### SUPPLIED DATA ###

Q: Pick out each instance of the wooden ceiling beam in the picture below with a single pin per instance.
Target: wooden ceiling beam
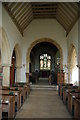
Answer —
(75, 6)
(22, 12)
(65, 20)
(26, 22)
(42, 3)
(60, 22)
(25, 14)
(20, 8)
(65, 13)
(29, 13)
(72, 10)
(67, 10)
(44, 17)
(15, 7)
(12, 5)
(73, 23)
(64, 24)
(54, 10)
(62, 11)
(44, 14)
(26, 18)
(12, 17)
(44, 7)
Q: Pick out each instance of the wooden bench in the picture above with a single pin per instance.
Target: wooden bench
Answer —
(17, 95)
(64, 87)
(71, 96)
(8, 106)
(66, 91)
(0, 108)
(77, 108)
(21, 89)
(27, 85)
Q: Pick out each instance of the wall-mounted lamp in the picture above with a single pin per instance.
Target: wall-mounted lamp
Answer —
(78, 66)
(23, 65)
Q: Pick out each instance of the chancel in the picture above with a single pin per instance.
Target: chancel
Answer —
(39, 59)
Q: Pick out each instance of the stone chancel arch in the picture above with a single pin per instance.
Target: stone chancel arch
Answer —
(40, 41)
(72, 63)
(18, 61)
(6, 58)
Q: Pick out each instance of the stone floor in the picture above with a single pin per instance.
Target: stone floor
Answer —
(43, 103)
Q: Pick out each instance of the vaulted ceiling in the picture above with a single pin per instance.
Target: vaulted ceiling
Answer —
(22, 13)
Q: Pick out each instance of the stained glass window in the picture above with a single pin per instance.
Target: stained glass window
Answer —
(45, 62)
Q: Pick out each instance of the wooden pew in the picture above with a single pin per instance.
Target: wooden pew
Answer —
(17, 95)
(0, 107)
(66, 91)
(62, 87)
(71, 96)
(77, 108)
(27, 85)
(8, 106)
(21, 89)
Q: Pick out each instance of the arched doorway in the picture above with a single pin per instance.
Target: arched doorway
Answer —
(58, 59)
(1, 70)
(73, 70)
(16, 61)
(13, 69)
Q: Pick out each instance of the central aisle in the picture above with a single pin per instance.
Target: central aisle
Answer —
(43, 103)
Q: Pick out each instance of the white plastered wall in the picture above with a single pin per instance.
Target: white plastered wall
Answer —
(11, 38)
(45, 28)
(72, 40)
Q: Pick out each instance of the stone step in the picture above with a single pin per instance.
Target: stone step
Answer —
(53, 87)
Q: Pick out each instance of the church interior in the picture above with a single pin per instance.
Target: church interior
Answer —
(39, 60)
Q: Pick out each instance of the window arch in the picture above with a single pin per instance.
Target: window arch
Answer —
(45, 62)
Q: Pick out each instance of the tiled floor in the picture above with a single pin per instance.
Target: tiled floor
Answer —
(43, 103)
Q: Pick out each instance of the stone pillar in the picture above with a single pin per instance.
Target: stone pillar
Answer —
(79, 46)
(18, 73)
(27, 77)
(6, 74)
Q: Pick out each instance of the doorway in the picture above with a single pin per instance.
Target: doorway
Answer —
(44, 60)
(13, 69)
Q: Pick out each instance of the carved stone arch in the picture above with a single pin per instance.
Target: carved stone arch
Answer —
(17, 76)
(39, 41)
(72, 54)
(18, 55)
(5, 49)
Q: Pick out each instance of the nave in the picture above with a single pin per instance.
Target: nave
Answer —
(43, 103)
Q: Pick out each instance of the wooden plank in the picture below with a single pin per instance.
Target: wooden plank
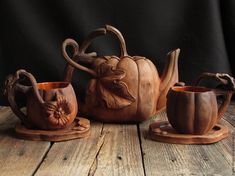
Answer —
(18, 157)
(73, 157)
(120, 153)
(174, 159)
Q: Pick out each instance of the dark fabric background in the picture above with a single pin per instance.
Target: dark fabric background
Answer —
(31, 34)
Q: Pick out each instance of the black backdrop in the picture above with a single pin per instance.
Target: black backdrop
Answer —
(31, 34)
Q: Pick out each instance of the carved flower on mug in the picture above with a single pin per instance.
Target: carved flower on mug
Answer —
(58, 111)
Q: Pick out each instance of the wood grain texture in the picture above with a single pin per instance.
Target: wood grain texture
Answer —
(175, 159)
(18, 157)
(73, 157)
(120, 153)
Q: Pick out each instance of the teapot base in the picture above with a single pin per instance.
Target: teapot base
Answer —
(162, 131)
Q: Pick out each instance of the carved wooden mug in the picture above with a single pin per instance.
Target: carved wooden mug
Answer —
(125, 88)
(50, 105)
(193, 109)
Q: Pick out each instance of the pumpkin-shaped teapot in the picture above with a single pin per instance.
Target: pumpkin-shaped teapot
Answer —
(125, 88)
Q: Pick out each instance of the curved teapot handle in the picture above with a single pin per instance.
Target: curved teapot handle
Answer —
(80, 55)
(12, 86)
(228, 82)
(105, 30)
(69, 70)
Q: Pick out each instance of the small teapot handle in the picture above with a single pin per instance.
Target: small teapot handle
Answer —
(12, 86)
(229, 83)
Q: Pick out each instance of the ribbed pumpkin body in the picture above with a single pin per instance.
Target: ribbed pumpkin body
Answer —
(191, 110)
(126, 89)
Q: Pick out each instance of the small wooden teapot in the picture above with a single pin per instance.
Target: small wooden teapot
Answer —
(193, 109)
(50, 105)
(125, 88)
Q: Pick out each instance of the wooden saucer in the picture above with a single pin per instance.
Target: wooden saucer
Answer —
(163, 132)
(78, 129)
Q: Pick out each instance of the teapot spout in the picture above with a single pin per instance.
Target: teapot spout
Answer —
(169, 77)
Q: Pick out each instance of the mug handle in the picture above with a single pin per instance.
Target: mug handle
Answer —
(12, 86)
(228, 82)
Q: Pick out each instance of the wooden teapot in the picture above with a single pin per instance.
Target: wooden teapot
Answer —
(125, 88)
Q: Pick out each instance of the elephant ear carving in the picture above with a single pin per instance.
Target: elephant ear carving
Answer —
(112, 90)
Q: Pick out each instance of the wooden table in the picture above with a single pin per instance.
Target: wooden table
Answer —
(113, 149)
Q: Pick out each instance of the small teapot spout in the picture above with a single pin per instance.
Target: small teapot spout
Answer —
(169, 77)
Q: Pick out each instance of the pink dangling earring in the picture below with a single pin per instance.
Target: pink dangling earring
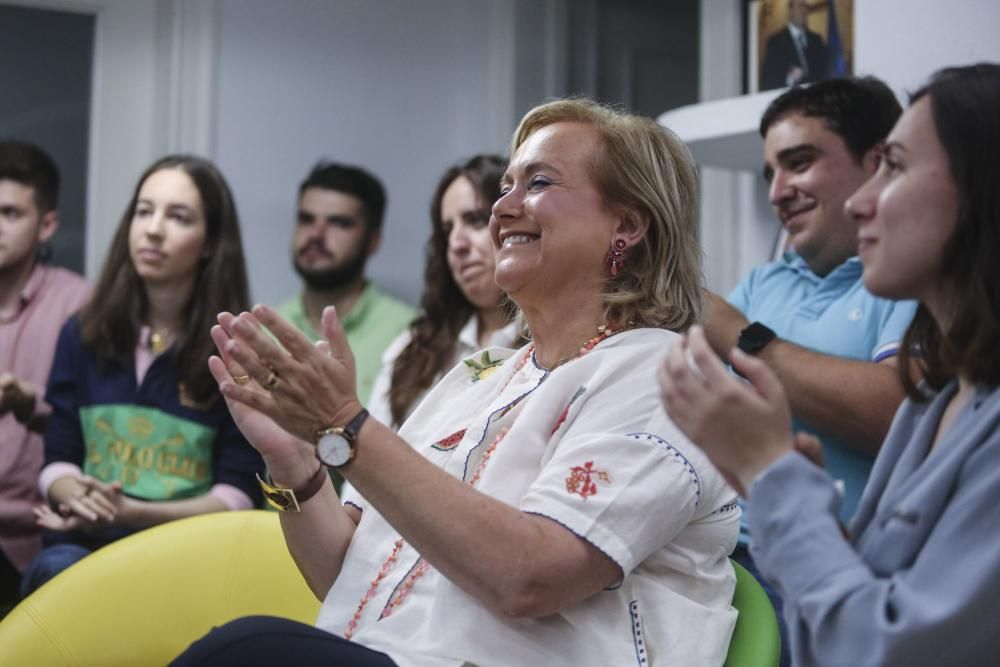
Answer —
(616, 256)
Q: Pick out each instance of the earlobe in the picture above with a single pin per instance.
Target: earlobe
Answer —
(374, 243)
(633, 226)
(873, 158)
(47, 226)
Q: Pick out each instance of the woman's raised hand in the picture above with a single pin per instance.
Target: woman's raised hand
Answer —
(743, 428)
(281, 388)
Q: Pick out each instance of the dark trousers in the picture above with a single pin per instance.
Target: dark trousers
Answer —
(10, 585)
(268, 641)
(742, 556)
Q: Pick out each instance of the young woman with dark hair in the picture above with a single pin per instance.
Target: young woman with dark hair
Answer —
(138, 433)
(919, 569)
(462, 309)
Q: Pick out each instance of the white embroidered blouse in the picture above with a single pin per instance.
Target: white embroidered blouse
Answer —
(590, 447)
(466, 344)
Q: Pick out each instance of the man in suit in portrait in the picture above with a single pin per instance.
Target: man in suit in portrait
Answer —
(794, 54)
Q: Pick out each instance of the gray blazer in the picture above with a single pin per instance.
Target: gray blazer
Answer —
(919, 581)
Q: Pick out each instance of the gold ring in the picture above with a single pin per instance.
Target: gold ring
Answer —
(271, 382)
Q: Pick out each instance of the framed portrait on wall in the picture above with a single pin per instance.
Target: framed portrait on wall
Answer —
(797, 41)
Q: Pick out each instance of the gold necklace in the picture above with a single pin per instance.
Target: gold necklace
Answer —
(159, 340)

###

OBJECTIVE:
Above are records to transcribe exactly; leave their pictures out.

THE RESPONSE:
Q: Pick out each instance of the wooden ceiling beam in the picture below with a single pin per instance.
Target: wooden ceiling beam
Answer —
(75, 6)
(22, 12)
(65, 20)
(26, 22)
(42, 3)
(60, 22)
(25, 14)
(20, 8)
(65, 13)
(29, 13)
(72, 10)
(67, 10)
(44, 17)
(15, 7)
(12, 5)
(73, 23)
(64, 24)
(54, 10)
(62, 11)
(44, 14)
(26, 18)
(12, 17)
(44, 7)
Q: Pick out each instance of the wooden bench in the picture above with a single pin per instance.
Target: wooden bench
Answer —
(17, 95)
(64, 87)
(71, 96)
(8, 106)
(66, 91)
(0, 108)
(77, 108)
(21, 89)
(27, 85)
Q: Pick out each instance of the wall-mounted lamp in the picture above with a single pin per instance.
Target: wall-mounted lamp
Answer —
(78, 66)
(23, 65)
Q: Pick out each instance of the chancel in the picture above with a single pin per instance.
Target: chancel
Answer —
(39, 59)
Q: Pick out each instance of the stone chancel arch in the picture above with a single pin per instance.
Target: stone chancel arch
Answer —
(40, 41)
(72, 63)
(18, 61)
(6, 58)
Q: Pick out each instance of the stone floor in the picture above with a single pin per instance.
Target: stone floor
Answer —
(43, 103)
Q: Pick out each instance of the vaulted ceiling in the picture above with a single pin per instance.
Target: vaulted ceiling
Answer —
(22, 13)
Q: Pick out each instance of the stained glass window in the picture above with a single pin per instance.
Target: stained glass window
Answer —
(45, 62)
Q: Pick out each instance of the wooden pew in the picture above with a single pin per instance.
Target: wooden pew
Answer —
(17, 95)
(0, 107)
(66, 91)
(62, 87)
(71, 96)
(77, 108)
(27, 85)
(8, 106)
(21, 89)
Q: Pick out each instance of the arched doorway in the picture above with a single pin per instance.
Target: arched doorway
Answer —
(58, 59)
(1, 70)
(73, 70)
(16, 61)
(13, 69)
Q: Pick out each instance of the central aisle in the picture above with a single pin per instance.
Target: central aisle
Answer —
(43, 103)
Q: Pick out each instance of the white plastered wall in the picture above with a single pin per instance.
Target: white plastered wall
Answer —
(11, 38)
(45, 28)
(72, 40)
Q: Pick out each instance of the stone step in the picture above with a single pin per instance.
Target: stone step
Answer —
(53, 87)
Q: Pick out each instance of the church interior in the picture above with a single pin per instance.
Target: church interior
Answer —
(39, 60)
Q: Pick out each instance of the window arch in the picture above with a single pin per instance.
Target: window arch
Answer —
(45, 62)
Q: Pick out each instance of the tiled floor in the picture above with a single pin per instance.
Target: tiled floor
Answer —
(43, 103)
Q: Pick out each instance of the stone pillar in the picture above with a single pin per instance.
Target: stone pillar
Answer —
(79, 46)
(18, 73)
(27, 77)
(6, 74)
Q: Pick out each instance of the doorway in the picture above with a single pin per instance.
Target: doorway
Answer —
(44, 60)
(13, 69)
Q: Pick out each instance of the carved stone arch in the picture above with a single pin per instance.
Target: carved stone arch
Answer —
(17, 76)
(39, 41)
(72, 54)
(18, 55)
(5, 49)
Q: Pick out each instance of the nave in the picture above with a single pin per instance.
Target: nave
Answer —
(43, 103)
Q: Pick out each instance of the wooden plank in the picture below with a single pin per instance.
Target: wooden plank
Answer —
(18, 157)
(73, 157)
(120, 153)
(174, 159)
Q: Pick out each instance of the dark fabric background in the picture above with a single pin per instance.
Target: dark fabric background
Answer —
(31, 34)
Q: Pick out each instance of the black backdrop in the picture above with a single pin per instance.
Target: black backdrop
Answer —
(31, 34)
Q: Pick out each instance of the carved flower on mug in the picture above with a single pin per instance.
Target: carved flower on mug
Answer —
(58, 111)
Q: Pick out each instance of the wood grain texture in the picture above with a single pin per instance.
Target: wood grain texture
Answer —
(175, 159)
(18, 157)
(73, 157)
(120, 153)
Q: Pick out each instance of the teapot base in the picture above with a single pin per instance.
Target: teapot base
Answer —
(162, 131)
Q: Pick out each instance of the carved wooden mug in the picture above with a single pin per instance.
Target: carved wooden mug
Answer —
(125, 88)
(50, 105)
(193, 109)
Q: Pick out each instance of the pumpkin-shaped teapot in the picture above with a single pin per instance.
Target: pumpkin-shaped teapot
Answer —
(125, 88)
Q: Pick out each instance of the curved teapot handle in the picture above with a single pin per instance.
Target: curved teapot handle
Answer —
(80, 55)
(12, 86)
(228, 82)
(105, 30)
(69, 70)
Q: Pick out each instance of the small teapot handle in the picture above with a single pin per instance.
Target: small teapot handle
Answer —
(12, 86)
(229, 83)
Q: Pick out each instance of the ribbed pumpkin body in the picture above with a single pin per instance.
Target: ribbed pumpkin body
Answer —
(191, 110)
(126, 89)
Q: Pick out each instance of the small wooden teapot in the picture above with a single pin per instance.
Target: small wooden teapot
Answer —
(193, 109)
(50, 105)
(125, 88)
Q: Pick out each instance of the wooden saucer in the picture above with a single pin per instance.
Target: wooden saucer
Answer —
(163, 132)
(78, 129)
Q: Pick out each instance of the teapot spout in the picture above with a single pin per instance.
Target: teapot spout
Answer —
(169, 77)
Q: Pick out each instance of the mug handle in the picture above with a single pin per instance.
Target: mug handle
Answer —
(12, 86)
(228, 82)
Q: Pick out each instance of the wooden teapot in the picture above with a single pin per instance.
Target: wooden teapot
Answer —
(125, 88)
Q: Pick out each instance of the elephant ear carving in the picture above with a single pin per instance.
Target: elephant ear carving
Answer —
(112, 90)
Q: Pick out each instance of the wooden table in the picture above with a single pin per instance.
Target: wooden table
Answer —
(113, 149)
Q: Pick out each instance of the small teapot spout in the picture above with a single pin per instance.
Target: small teapot spout
Answer —
(169, 77)
Q: Pick out each instance of the pink dangling earring in the picture below with a single pin per instance.
Target: pink dangling earring
Answer —
(616, 256)
Q: Pick out each instance of the earlobe in the picture above with a single pin per instance.
Target: earlobe
Answer —
(374, 243)
(633, 226)
(873, 158)
(47, 226)
Q: Pick out each instance of the woman's raised hand in the picture above with a single pin per instance.
Target: woman's raised hand
Answer —
(743, 428)
(281, 388)
Q: Pick out each instance of the dark trousers in the picture above with a single pin per instance.
Target: dark trousers
Answer —
(10, 585)
(268, 641)
(742, 556)
Q: Pick out each instance of the young woman with dark hair in the picture above with a single pin per instance.
Target: young woman with dark hair
Answer —
(138, 433)
(919, 569)
(462, 309)
Q: Pick out each instance of the white embroidered blouse in the picture above with a single pin per instance.
Target: white embroidered blouse
Answer —
(590, 447)
(466, 344)
Q: Pick out each instance of the man in suit in portrait in the picture above with a single pin per instance.
Target: man in suit in portrait
Answer —
(794, 54)
Q: Pick out each instance of the gray blazer in the picture above with a single pin per instance.
Target: gray blazer
Answer —
(919, 581)
Q: Pick out each instance of the gold ring in the picture above with a single pin per instance.
Target: gold ring
Answer —
(271, 382)
Q: Pick out each instance of the framed portrait on wall in the picture above with a single pin per instance.
Target: framed portrait on wall
Answer —
(797, 41)
Q: Pick out each instance of the gold necklace in the picture above with a single pin per instance.
Target: gold necklace
Answer —
(159, 340)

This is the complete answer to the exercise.